▶ Job: Exactly the lines from the one containing "Task: point to the pirate" through the final line of the listing are to be retyped, and nothing more.

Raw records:

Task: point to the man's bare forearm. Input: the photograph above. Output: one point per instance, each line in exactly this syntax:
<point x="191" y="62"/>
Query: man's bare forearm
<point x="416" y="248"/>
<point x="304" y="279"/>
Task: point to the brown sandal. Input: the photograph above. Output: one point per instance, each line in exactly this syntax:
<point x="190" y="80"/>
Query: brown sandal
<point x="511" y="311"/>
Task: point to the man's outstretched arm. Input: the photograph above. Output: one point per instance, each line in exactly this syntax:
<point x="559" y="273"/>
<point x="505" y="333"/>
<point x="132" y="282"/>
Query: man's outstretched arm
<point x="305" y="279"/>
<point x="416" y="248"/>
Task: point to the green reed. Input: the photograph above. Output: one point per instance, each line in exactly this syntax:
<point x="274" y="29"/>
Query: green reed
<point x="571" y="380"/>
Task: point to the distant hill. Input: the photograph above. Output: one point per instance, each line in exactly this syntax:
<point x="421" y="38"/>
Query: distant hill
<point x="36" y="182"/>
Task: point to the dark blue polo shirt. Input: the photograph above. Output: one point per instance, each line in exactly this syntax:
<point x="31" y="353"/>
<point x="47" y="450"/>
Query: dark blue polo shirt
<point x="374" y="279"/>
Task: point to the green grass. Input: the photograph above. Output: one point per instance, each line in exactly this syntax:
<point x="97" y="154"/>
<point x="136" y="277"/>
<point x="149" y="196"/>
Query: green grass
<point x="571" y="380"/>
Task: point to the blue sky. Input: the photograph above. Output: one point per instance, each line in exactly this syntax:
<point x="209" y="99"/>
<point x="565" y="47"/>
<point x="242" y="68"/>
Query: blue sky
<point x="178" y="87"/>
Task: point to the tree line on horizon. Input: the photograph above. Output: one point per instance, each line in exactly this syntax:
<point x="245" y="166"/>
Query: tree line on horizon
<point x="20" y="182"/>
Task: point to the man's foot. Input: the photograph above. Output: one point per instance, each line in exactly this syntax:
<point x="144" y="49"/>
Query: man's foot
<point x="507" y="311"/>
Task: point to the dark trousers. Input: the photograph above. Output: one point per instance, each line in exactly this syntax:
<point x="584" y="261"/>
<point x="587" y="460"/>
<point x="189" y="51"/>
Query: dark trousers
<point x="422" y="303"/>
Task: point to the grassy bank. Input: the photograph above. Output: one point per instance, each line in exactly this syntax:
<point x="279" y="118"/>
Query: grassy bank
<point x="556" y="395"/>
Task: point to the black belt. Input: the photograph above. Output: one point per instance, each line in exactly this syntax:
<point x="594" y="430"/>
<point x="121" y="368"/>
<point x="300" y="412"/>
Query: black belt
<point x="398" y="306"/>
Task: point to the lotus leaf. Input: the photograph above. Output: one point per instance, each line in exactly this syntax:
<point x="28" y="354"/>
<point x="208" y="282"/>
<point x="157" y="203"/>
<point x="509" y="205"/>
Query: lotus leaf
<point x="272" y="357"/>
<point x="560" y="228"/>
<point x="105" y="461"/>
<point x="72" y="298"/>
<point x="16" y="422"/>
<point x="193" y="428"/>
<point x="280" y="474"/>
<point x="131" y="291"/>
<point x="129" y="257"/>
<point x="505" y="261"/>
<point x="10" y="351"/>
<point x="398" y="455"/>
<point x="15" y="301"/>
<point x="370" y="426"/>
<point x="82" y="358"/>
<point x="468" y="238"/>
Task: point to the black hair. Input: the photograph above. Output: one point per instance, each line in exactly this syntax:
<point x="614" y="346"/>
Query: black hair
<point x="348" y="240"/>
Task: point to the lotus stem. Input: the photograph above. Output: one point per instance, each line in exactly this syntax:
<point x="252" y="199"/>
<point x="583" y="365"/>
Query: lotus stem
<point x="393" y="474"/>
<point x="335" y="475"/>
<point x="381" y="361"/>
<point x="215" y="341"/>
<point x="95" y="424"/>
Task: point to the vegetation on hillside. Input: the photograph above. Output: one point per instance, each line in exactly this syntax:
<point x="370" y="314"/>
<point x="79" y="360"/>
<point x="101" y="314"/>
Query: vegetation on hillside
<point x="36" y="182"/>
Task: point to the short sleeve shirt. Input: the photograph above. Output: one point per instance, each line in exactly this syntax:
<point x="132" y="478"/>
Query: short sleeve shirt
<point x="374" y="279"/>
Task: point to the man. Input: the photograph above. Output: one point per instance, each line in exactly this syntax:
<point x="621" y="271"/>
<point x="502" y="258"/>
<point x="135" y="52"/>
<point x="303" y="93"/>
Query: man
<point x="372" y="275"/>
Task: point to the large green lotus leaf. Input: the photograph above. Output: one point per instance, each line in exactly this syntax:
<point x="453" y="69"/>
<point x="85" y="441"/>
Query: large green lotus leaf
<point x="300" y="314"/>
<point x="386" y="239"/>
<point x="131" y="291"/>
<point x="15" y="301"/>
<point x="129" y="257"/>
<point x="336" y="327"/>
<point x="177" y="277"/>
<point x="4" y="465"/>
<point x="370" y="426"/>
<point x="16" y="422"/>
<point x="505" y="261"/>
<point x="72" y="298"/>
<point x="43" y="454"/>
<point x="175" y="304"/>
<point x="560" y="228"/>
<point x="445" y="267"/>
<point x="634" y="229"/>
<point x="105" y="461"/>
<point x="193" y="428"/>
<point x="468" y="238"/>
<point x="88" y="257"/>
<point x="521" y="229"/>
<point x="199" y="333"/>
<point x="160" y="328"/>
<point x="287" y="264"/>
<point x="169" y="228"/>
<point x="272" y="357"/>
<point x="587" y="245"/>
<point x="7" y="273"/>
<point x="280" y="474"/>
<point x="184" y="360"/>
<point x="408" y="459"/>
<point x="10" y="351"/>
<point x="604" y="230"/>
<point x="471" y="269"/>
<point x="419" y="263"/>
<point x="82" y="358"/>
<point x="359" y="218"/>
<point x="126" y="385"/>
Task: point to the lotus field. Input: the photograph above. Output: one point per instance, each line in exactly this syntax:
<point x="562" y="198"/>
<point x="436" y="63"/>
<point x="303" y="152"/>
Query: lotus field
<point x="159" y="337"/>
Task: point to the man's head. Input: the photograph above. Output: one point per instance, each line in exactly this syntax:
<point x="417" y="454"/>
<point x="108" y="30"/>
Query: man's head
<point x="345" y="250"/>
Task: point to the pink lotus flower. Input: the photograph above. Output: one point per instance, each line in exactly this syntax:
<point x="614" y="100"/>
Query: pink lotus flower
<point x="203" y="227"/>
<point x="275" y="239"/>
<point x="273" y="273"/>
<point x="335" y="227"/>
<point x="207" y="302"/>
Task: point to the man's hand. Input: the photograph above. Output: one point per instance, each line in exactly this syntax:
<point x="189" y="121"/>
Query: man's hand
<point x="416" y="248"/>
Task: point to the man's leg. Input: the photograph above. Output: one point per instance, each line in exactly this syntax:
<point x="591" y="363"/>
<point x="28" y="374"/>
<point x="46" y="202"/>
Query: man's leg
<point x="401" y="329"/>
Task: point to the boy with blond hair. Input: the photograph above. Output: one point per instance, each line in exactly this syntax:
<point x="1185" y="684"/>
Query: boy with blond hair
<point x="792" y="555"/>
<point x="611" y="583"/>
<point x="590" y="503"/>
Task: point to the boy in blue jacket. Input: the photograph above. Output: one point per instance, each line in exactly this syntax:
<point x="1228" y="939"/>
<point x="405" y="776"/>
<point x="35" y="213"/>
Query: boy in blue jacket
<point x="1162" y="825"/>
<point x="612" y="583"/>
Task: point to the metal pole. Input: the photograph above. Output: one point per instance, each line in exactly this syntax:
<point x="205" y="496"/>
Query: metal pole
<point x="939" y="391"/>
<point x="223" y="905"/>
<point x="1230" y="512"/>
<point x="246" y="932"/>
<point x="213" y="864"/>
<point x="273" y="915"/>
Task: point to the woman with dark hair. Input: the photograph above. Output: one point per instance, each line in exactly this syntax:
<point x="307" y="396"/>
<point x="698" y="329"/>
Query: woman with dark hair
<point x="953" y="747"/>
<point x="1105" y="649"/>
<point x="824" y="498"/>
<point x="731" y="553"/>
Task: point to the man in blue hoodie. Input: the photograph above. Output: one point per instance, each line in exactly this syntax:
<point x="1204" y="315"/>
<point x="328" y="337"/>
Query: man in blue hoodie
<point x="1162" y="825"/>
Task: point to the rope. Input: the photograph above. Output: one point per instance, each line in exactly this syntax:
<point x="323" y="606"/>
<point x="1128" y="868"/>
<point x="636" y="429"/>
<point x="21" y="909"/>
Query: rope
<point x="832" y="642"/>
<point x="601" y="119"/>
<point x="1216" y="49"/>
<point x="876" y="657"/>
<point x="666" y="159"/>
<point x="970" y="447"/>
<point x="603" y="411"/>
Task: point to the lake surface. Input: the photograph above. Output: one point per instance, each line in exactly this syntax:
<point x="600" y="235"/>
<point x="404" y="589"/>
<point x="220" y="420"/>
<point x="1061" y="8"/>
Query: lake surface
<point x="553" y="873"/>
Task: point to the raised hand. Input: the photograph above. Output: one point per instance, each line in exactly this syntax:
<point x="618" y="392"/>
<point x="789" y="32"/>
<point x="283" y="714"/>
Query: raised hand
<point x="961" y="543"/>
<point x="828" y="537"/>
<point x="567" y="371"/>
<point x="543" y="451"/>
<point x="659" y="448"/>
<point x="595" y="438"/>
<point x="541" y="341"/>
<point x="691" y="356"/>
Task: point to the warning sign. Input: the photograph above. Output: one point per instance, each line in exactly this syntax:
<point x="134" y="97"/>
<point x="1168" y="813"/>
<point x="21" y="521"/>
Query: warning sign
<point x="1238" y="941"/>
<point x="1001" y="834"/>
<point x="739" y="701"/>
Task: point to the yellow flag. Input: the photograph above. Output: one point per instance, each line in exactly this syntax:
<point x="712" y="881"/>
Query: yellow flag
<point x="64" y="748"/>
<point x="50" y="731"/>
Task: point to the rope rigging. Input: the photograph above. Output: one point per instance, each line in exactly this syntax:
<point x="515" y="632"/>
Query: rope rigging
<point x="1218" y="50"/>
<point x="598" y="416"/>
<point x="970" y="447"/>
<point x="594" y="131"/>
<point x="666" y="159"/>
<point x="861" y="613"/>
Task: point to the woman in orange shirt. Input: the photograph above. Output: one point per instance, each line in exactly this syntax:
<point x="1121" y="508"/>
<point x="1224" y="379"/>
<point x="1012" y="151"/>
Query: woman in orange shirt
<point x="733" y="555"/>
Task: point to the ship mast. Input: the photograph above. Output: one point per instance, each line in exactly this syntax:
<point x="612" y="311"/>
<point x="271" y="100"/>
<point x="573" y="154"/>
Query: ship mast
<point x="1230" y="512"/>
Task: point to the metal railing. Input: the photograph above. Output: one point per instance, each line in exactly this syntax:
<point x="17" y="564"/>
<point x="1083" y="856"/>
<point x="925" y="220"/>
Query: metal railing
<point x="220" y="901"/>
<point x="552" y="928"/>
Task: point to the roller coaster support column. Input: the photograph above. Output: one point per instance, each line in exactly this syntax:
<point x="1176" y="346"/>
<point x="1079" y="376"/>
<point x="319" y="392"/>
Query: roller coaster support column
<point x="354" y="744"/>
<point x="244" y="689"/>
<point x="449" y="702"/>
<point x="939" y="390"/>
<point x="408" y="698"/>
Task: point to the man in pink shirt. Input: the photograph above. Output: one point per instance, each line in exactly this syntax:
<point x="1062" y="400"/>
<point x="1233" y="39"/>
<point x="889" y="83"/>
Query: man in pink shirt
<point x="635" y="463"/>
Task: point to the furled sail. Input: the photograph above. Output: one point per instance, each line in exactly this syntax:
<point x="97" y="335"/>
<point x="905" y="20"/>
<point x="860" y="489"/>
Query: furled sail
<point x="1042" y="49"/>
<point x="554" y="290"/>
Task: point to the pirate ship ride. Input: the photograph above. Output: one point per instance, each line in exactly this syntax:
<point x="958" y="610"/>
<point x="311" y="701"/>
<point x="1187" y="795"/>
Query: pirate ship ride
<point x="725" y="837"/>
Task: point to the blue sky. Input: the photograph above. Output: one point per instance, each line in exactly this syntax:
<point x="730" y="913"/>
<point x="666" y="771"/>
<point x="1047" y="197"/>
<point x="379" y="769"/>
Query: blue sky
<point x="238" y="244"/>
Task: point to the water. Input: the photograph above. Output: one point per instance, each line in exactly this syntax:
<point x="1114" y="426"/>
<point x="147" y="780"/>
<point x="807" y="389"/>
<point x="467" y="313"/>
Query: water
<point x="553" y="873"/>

▶ Reply:
Task: point to the pirate ship ride. Input: the photograph above. Output: one point per instance, each line in exactly this syntax:
<point x="958" y="610"/>
<point x="311" y="701"/>
<point x="1187" y="795"/>
Query: pirate ship ride
<point x="725" y="837"/>
Task: point to the blue sky. Input: the photograph above. Output: one point per instance, each line in exactly this syntax:
<point x="730" y="913"/>
<point x="666" y="771"/>
<point x="1047" y="197"/>
<point x="379" y="769"/>
Query: blue sky
<point x="238" y="244"/>
Task: point to the water. Input: the photograph above. Output: one point per instance, each line in exactly this syntax:
<point x="1114" y="426"/>
<point x="147" y="780"/>
<point x="807" y="389"/>
<point x="467" y="313"/>
Query: water
<point x="553" y="873"/>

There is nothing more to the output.